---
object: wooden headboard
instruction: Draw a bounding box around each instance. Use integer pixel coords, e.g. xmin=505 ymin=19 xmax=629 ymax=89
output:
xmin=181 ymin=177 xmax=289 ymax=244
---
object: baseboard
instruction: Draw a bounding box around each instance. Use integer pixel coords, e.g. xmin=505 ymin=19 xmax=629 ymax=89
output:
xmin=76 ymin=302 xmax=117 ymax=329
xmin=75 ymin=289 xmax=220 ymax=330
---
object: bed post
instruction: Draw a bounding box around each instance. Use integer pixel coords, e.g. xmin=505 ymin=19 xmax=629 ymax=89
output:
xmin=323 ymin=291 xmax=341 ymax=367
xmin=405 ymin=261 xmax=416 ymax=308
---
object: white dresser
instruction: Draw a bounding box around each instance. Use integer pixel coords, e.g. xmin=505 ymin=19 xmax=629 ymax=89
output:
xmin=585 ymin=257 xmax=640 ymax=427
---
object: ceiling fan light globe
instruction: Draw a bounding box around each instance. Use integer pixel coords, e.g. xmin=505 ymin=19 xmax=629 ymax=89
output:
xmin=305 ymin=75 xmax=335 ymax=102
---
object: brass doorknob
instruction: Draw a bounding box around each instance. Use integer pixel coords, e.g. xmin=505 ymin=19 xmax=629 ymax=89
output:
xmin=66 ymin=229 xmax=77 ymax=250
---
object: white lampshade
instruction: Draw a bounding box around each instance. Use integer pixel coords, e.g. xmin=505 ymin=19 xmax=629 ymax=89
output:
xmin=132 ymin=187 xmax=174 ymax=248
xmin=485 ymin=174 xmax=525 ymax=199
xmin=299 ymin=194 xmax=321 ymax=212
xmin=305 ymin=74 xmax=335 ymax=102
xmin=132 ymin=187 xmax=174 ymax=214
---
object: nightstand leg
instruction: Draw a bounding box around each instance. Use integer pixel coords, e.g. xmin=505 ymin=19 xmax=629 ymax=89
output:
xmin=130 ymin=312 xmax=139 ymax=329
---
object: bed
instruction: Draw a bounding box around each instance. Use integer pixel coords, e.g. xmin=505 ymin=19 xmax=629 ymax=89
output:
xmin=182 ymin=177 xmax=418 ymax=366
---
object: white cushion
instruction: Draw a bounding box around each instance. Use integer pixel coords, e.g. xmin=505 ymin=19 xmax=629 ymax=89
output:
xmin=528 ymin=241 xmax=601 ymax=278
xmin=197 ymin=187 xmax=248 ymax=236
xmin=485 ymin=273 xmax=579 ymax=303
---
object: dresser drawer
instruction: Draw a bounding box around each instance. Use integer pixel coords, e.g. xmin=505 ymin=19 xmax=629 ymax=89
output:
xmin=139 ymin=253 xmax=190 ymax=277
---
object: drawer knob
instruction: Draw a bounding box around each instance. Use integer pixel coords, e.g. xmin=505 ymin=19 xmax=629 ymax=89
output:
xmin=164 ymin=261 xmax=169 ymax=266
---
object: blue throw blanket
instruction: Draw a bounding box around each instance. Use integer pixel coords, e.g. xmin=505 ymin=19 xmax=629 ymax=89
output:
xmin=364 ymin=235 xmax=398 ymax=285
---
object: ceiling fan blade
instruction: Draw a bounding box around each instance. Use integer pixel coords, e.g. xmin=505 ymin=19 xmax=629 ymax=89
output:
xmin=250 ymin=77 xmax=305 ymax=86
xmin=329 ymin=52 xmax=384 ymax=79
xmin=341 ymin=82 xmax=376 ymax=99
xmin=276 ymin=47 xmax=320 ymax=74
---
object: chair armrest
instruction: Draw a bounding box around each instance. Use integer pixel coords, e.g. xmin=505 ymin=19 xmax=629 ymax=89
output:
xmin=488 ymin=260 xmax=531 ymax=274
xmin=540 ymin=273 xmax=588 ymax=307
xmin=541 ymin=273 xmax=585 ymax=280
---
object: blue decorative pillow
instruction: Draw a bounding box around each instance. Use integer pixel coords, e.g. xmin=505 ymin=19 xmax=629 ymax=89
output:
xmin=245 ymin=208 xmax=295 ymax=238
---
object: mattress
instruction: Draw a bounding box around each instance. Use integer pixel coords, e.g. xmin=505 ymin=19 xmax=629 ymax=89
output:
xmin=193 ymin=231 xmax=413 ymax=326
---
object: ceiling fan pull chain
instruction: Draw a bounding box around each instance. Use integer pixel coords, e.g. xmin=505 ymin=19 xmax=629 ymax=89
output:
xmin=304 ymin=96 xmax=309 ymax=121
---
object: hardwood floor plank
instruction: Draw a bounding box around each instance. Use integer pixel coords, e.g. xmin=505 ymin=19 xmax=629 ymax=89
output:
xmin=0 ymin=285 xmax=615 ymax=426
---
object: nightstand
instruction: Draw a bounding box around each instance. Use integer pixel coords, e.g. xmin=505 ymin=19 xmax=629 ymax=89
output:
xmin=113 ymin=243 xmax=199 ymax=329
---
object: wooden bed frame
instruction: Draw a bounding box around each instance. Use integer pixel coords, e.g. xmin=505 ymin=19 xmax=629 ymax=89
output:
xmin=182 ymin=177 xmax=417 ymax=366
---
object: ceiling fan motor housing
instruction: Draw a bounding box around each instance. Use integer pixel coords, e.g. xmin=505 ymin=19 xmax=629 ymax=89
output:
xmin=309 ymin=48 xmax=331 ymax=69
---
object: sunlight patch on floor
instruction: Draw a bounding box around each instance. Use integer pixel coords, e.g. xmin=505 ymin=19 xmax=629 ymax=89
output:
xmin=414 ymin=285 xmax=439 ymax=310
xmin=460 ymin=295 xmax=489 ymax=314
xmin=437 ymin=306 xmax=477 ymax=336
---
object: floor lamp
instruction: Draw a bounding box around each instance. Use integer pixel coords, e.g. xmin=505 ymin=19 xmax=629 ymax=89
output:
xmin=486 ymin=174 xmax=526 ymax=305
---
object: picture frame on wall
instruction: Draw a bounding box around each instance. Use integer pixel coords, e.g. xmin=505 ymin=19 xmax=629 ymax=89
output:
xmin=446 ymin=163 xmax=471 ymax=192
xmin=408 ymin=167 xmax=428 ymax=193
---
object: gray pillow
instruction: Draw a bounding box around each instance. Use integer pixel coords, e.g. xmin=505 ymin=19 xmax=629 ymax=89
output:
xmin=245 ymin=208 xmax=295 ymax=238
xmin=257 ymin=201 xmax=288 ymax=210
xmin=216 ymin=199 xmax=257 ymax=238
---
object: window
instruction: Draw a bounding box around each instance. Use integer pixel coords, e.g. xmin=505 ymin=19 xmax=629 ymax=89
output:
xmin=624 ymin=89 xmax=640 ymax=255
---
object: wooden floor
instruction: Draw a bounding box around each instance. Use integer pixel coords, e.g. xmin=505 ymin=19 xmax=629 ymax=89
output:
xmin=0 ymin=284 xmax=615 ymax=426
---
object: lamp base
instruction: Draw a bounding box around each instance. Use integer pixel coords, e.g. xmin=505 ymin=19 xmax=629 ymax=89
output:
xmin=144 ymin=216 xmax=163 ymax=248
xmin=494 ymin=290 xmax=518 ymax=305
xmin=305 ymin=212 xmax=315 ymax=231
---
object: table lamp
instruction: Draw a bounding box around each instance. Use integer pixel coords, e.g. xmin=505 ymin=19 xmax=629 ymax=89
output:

▶ Instructions to follow: Copy the entries above exactly, leaving none out.

▶ Response below:
---
object: wooden headboard
instruction: Draw a bounding box around each instance. Use integer pixel coords, e.g. xmin=505 ymin=19 xmax=629 ymax=89
output:
xmin=181 ymin=177 xmax=289 ymax=244
---
object: baseboard
instruction: Draw a bounding box around each instance. Use integer pixel coords, e.g. xmin=505 ymin=19 xmax=629 ymax=89
output:
xmin=76 ymin=302 xmax=117 ymax=329
xmin=75 ymin=289 xmax=220 ymax=330
---
object: bed post
instruction: Draw a bounding box around each instance. Use integer pixel coords, e.g. xmin=505 ymin=19 xmax=629 ymax=89
output:
xmin=323 ymin=291 xmax=341 ymax=367
xmin=405 ymin=261 xmax=416 ymax=308
---
object: white dresser
instruction: Draw a bounding box around each instance. Use integer pixel coords, e.g. xmin=505 ymin=19 xmax=629 ymax=89
output:
xmin=585 ymin=257 xmax=640 ymax=427
---
object: ceiling fan light globe
instruction: Draw a bounding box around each instance. Use integer pixel coords, e.g. xmin=505 ymin=19 xmax=629 ymax=89
output:
xmin=305 ymin=75 xmax=335 ymax=102
---
object: brass doorknob
instruction: Draw a bounding box around each instance. Use integer pixel coords, e.g. xmin=505 ymin=19 xmax=629 ymax=89
output:
xmin=66 ymin=229 xmax=77 ymax=250
---
object: white lampshade
instruction: Draw a bounding box around each instance. Use integer pixel coords, e.g. xmin=505 ymin=19 xmax=629 ymax=89
output:
xmin=132 ymin=187 xmax=174 ymax=248
xmin=485 ymin=174 xmax=525 ymax=199
xmin=299 ymin=194 xmax=321 ymax=212
xmin=305 ymin=74 xmax=335 ymax=102
xmin=132 ymin=187 xmax=174 ymax=214
---
object: nightstand leg
instruction: Draw a bounding box around each instance. Use integer pixel coords, e.g. xmin=505 ymin=19 xmax=629 ymax=89
output:
xmin=130 ymin=312 xmax=139 ymax=329
---
object: bed
instruction: Draw a bounding box around each instance. Use integer pixel coords, e.g. xmin=505 ymin=19 xmax=629 ymax=89
output:
xmin=182 ymin=177 xmax=418 ymax=366
---
object: white cushion
instruction: Draw a bounding box around each instance. Use integer pixel coords, e.g. xmin=505 ymin=19 xmax=629 ymax=89
output:
xmin=528 ymin=241 xmax=601 ymax=278
xmin=197 ymin=187 xmax=248 ymax=236
xmin=485 ymin=273 xmax=579 ymax=303
---
object: dresser drawer
instruction: Draw a bounding box around each instance. Use integer pixel coords, e.g. xmin=505 ymin=19 xmax=629 ymax=89
output:
xmin=139 ymin=253 xmax=190 ymax=277
---
object: drawer knob
instruction: Draw a bounding box around each instance. Use integer pixel coords, e.g. xmin=505 ymin=19 xmax=629 ymax=89
output:
xmin=164 ymin=261 xmax=169 ymax=266
---
object: blue throw blanket
instruction: Draw a bounding box around each instance. Use integer pixel coords, e.g. xmin=505 ymin=19 xmax=629 ymax=89
output:
xmin=364 ymin=235 xmax=398 ymax=285
---
object: ceiling fan blade
instruction: Draw a bounding box around each instance. Use integer pixel coords, e.g. xmin=505 ymin=19 xmax=629 ymax=89
output:
xmin=250 ymin=77 xmax=305 ymax=86
xmin=329 ymin=52 xmax=384 ymax=79
xmin=341 ymin=82 xmax=376 ymax=99
xmin=276 ymin=47 xmax=320 ymax=74
---
object: chair armrest
instruction: Draw a bounding box around each instance. Use integer pixel coords, e.g. xmin=505 ymin=19 xmax=629 ymax=89
output:
xmin=488 ymin=260 xmax=531 ymax=274
xmin=540 ymin=273 xmax=588 ymax=307
xmin=541 ymin=273 xmax=585 ymax=280
---
object: blue decorative pillow
instruction: Draw a bounding box around each instance. Use integer pixel coords, e.g. xmin=505 ymin=19 xmax=629 ymax=89
output:
xmin=245 ymin=208 xmax=295 ymax=238
---
object: mattress
instruction: Draw a bounding box around each instance. Use integer pixel coords, e.g. xmin=505 ymin=19 xmax=629 ymax=89
output:
xmin=193 ymin=231 xmax=413 ymax=326
---
object: ceiling fan pull chain
instruction: Draw a bounding box around each instance. Use integer pixel coords, e.g. xmin=505 ymin=19 xmax=629 ymax=89
output:
xmin=304 ymin=96 xmax=309 ymax=121
---
object: hardwood floor plank
instruction: Draw a bounding box around each instance. Use integer pixel coords, e.g. xmin=505 ymin=19 xmax=629 ymax=89
output:
xmin=0 ymin=285 xmax=615 ymax=426
---
object: nightstand
instruction: Draw a bounding box around each instance. Use integer pixel coords, e.g. xmin=505 ymin=19 xmax=629 ymax=89
output:
xmin=113 ymin=243 xmax=199 ymax=329
---
object: wooden bed frame
instruction: Draw a bounding box around each instance. Use integer pixel coords, e.g. xmin=505 ymin=19 xmax=629 ymax=89
output:
xmin=182 ymin=177 xmax=417 ymax=366
---
object: ceiling fan motor housing
instruction: Draw a bounding box around each instance. Use integer pixel coords, e.g. xmin=505 ymin=19 xmax=629 ymax=89
output:
xmin=309 ymin=48 xmax=331 ymax=69
---
object: sunlight patch on floor
instruction: Draw a bounding box around each instance. Use integer pixel coords, e.g. xmin=505 ymin=19 xmax=629 ymax=89
output:
xmin=414 ymin=285 xmax=439 ymax=310
xmin=460 ymin=295 xmax=489 ymax=314
xmin=437 ymin=306 xmax=477 ymax=336
---
object: floor lamp
instruction: Draw a bounding box around each instance. Use integer pixel coords, e.g. xmin=505 ymin=19 xmax=629 ymax=89
output:
xmin=486 ymin=174 xmax=526 ymax=305
---
object: picture frame on wall
instruction: Draw a bounding box around each instance. Use integer pixel coords, e.g. xmin=505 ymin=19 xmax=629 ymax=89
output:
xmin=446 ymin=163 xmax=471 ymax=192
xmin=408 ymin=167 xmax=428 ymax=193
---
object: gray pillow
instruction: Draw a bounding box around each instance. Use integer pixel coords, e.g. xmin=505 ymin=19 xmax=629 ymax=89
output:
xmin=245 ymin=208 xmax=295 ymax=238
xmin=257 ymin=201 xmax=288 ymax=210
xmin=216 ymin=199 xmax=257 ymax=238
---
object: window
instruction: Draw a bounding box around each instance. Use integer pixel coords, e.g. xmin=505 ymin=19 xmax=629 ymax=89
output:
xmin=624 ymin=89 xmax=640 ymax=255
---
object: wooden floor
instruction: Draw a bounding box around each instance. Use integer pixel coords, e.g. xmin=505 ymin=19 xmax=629 ymax=89
output:
xmin=0 ymin=284 xmax=615 ymax=426
---
object: lamp base
instruction: Draw a bounding box around each instance. Use integer pixel coords, e.g. xmin=505 ymin=19 xmax=629 ymax=89
output:
xmin=144 ymin=216 xmax=163 ymax=248
xmin=494 ymin=290 xmax=518 ymax=305
xmin=305 ymin=212 xmax=315 ymax=231
---
object: table lamp
instruction: Draw a bounding box around each instance. Use integer pixel coords, e.g. xmin=505 ymin=19 xmax=629 ymax=89
output:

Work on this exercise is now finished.